* **Çıkarılan Metin**
⟨
Sabancı Üniversitesi-TÜSİAD
Rekabet Forumu (REF), 'Sanayi Politikası ve Cari Açık
İlişkisi' başlıklı bir seminer gerçekleştirdi. Seminerde konuşan TÜSİAD
Sektörel Politikalar Komisyonu Başkanı Nezih Barut, cari
işlemler dengesini küresel bir perspektifte değerlendirildiğinde G20 ülkeleri
içerisindeki gelişmekte olan ekonomilerde, büyüme ve dış denge arasındaki
ilişkinin genel olarak petrol geliri ve tasarruf-yatırım dengesi etrafında
geliştiğinin görüldüğünü belirterek, Uluslararası Para Fonu'nun Nisan 2012 Dünya
Ekonomik Görünüm Raporu Veritabanı verilerine göre, G20 ülkeleri içerisinde,
Arjantin, Brezilya, Çin, Hindistan, Endonezya, Meksika, Rusya, Güney Afrika,
Suudi Arabistan ve Türkiye'de dış denge ve büyüme arasındaki ilişkilerin önemli
farklılıklar gösterdiğini ve söz konusu bu farklılıkları etkileyen temel
etkenlerin başında, enerji ithalatı ile dış talebin büyümeye katkısı geldiğini
kaydetti. Barut, özellikle petrol ve doğalgaz
ihracatçısı ülkelerin, yüksek dış ticaret ve cari fazlaları sayesinde, gelişmiş
ülke ortalamalarının oldukça üzerinde büyüme oranları elde edebildiğini ifade
ederek, şunları aktardı: ''Dengenin diğer
tarafında ise petrol ithalatçısı olan, ancak son yıllarda oldukça yüksek büyüme
hızlarını yakalamış ülkeler bulunuyor. Türkiye bu ülkelerin başında gelmekle
birlikte, milli gelirine kıyasla tasarruflarının düşüklüğü ve cari açığının
genişliği ile de dikkat çekmektedir. Bu doğrultuda, ülkemiz, yüzde 9'lara varan
büyüme hızıyla G20 içerisinde üçüncü sıradayken, eş zamanlı olarak cari
açık/GSYH oranları yükselerek 2011 yılında yüzde 10'luk bir seviye ile G20
içerisinde en yüksek seviyeye geliyor. Türkiye büyüme ile hızla artan cari açık
oranı açısından tekil bir örnek oluşturmakta ve bu eğilim, sorunun yapısal
unsurlarına da işaret etmektedir.
⟩
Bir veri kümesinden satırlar
⟨
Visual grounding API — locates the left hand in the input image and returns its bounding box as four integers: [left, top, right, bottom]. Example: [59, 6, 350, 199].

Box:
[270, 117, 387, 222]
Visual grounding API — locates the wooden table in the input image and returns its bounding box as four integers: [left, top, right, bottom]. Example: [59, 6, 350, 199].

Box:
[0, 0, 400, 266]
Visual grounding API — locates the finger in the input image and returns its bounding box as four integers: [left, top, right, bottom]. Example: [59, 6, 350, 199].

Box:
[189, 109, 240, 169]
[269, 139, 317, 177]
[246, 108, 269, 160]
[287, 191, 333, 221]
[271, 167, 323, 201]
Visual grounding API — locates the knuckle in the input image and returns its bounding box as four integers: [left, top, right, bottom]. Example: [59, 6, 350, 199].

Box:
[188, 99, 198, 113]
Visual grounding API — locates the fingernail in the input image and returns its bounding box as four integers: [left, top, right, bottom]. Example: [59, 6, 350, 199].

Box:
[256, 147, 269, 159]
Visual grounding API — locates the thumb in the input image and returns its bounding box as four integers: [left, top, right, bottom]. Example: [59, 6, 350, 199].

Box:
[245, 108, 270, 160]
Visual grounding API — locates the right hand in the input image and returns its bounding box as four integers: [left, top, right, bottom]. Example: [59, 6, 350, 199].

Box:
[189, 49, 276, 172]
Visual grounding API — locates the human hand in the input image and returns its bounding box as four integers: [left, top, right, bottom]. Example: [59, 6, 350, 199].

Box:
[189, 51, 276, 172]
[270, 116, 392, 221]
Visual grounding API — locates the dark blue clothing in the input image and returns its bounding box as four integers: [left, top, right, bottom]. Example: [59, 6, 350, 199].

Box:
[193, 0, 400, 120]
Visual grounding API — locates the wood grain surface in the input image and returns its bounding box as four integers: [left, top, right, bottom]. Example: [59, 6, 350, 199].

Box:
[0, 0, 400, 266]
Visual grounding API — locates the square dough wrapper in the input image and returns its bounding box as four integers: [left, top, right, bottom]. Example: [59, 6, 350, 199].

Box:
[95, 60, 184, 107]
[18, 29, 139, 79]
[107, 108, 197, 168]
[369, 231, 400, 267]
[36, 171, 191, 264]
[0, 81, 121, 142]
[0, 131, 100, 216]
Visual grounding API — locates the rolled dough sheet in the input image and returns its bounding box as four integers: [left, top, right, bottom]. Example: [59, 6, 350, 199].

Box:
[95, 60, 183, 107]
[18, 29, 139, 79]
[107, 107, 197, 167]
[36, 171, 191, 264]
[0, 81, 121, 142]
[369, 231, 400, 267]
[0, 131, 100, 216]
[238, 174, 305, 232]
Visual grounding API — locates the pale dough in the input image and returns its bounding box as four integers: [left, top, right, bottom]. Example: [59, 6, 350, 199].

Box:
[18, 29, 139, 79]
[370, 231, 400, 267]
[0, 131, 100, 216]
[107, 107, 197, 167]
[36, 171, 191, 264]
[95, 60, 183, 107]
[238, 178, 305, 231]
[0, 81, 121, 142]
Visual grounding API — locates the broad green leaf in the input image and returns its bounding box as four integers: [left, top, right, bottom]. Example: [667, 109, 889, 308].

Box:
⟩
* **Yönergeler**
[1] Cari açık semineriyle ilgili metne göre Türkiye'nin cari açık/GSYH oranı 2011 yılında hangi seviyeye ulaştı?
[2] Kayıtlarda "hand" kelimesini içeren satırları sayın ve yalnızca sayıyı yazın. Büyük-küçük harf ayrımı dikkate alınır.

* **Alıştırma Sonuçları**
[1] Yüzde 10'luk bir seviyeye ulaşarak G20 içinde en yüksek seviyeye geldi.

[2] 3